- Texte retenu:
L’histoire de Paul Pogba démontre bien que certains agents se servent des joueurs plus qu’ils ne les servent. En 2014, Oualid Tanazefti était parvenu à faire signer un contrat qui empêchait le joueur français de toucher l’argent de ses droits à l’image avant 2029. En attendant, il était prévu que l’agent s’engraisse, lui, à chaque nouvelle publicité.
Et que dire de Jorge Mendes, l’agent de Cristiano Ronaldo ? Grâce au régime fiscal d’« impatrié » qui avait cours en Espagne, le Ballon d’or portugais n’aurait eu à payer qu’un peu plus de 2 millions d’impôts sur ses droits à l’image pour toute la période allant de 2009 à 2014. Or 2 millions, c’est ce que Ronaldo touche en une journée de tournage pour la promotion d’une voiture. Une journée de travail pour payer cinq années d’impôts ? Si la chose avait été présentée comme telle, pas sûr que l’attaquant du Real Madrid aurait choisi de prendre autant de risques fiscaux, judiciaires et médiatiques en plaçant son argent dans un paradis fiscal.
Et que dire des fortunes qu’il a déjà dépensées pour rémunérer ses avocats fiscalistes ? Le montant des honoraires ne va-t-il pas finir par atteindre celui des impôts éludés ? Mais il faut bien que les agents justifient leurs revenus. Et créent des liens indéfectibles avec les joueurs ou avec les entraîneurs. Ce qui peut permettre de prendre le contrôle de la politique sportive des clubs.
En 2013, l’agent turc Bayram Tutumlu refourguait ainsi ses joueurs à son éternel ami, le manager de Swansea, Michael Laudrup. Il touchait même une commission quand il faisait signer des joueurs « appartenant » à d’autres agents.
Les intermédiaires ont tellement d’influence, se font tellement d’argent sur les transferts, que les clubs en viennent à les rémunérer grassement pour qu’ils n’incitent pas leur joueur à partir. D’ici 2018, l’intermédiaire allemand Volker Struth touchera 5 millions d’euros du Real Madrid pour avoir persuadé Toni Kroos de prolonger son bail en Espagne, en dépit d’offres plus juteuses de clubs rivaux.

- Données affichées:
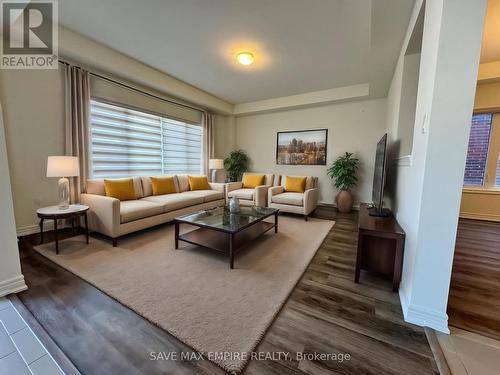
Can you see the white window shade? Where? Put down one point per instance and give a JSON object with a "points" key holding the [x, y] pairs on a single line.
{"points": [[114, 93], [126, 142]]}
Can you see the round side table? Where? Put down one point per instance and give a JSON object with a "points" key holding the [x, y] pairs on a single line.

- À faire:
• 1. Recopiez le passage du texte sur les agents de football, en commençant à « En 2013, l’agent » et en terminant à « à d’autres agents. », et substituez « Cardiff » à « Swansea ».
• 2. Rédigez la suite du texte sur les agents de football, à partir de sa dernière phrase.
Les données forment un ensemble à part, distinct du texte sur les agents de football.

- Réponses par tâche:
• 1.
En 2013, l’agent turc Bayram Tutumlu refourguait ainsi ses joueurs à son éternel ami, le manager de Cardiff, Michael Laudrup. Il touchait même une commission quand il faisait signer des joueurs « appartenant » à d’autres agents.

• 2.
Dans le même ordre d’idées, quand Thiago Silva négocie une augmentation de salaire, et passe de 6 à 8 millions d’euros par an, son agent touche 2 millions d’euros.
Mais les agents les plus créatifs ont vu plus grand encore. L’Israélien Pini Zahavi s’est offert le club de Mouscron, en Belgique, pour 8,5 millions d’euros à travers une société basée à Malte, Gol Football Malta. Les règles de la FIFA interdisant à un agent de posséder un club, il l’a revendu pour 10 euros à une autre société maltaise, propriété de son neveu Adar.
Comme tous les agents, pour pouvoir officier, Pini Zahavi a dû signer la déclaration suivante : « Je déclare avoir une réputation impeccable, et je confirme en particulier ne pas avoir été condamné pour un délit financier. » Si la notion de « réputation impeccable » laisse aux fédérations une marge d’appréciation, celle de condamnation ne devrait souffrir d’aucune contestation.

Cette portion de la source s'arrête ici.